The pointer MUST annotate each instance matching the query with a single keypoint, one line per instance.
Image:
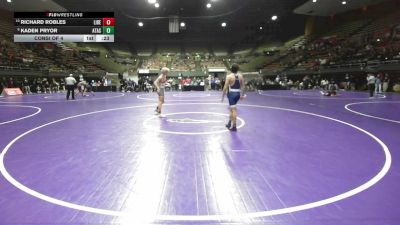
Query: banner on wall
(11, 92)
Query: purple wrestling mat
(297, 158)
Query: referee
(70, 84)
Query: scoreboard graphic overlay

-----

__Problem statement__. Your answer must be every record above, word for word, with no pictures.

__The completed task__.
The pointer MUST annotate each instance matching the query with a single keypoint, one line per instance.
Image:
Query: banner on wall
(11, 92)
Query: purple wrestling mat
(297, 158)
Query: referee
(70, 84)
Query: scoreboard graphic overlay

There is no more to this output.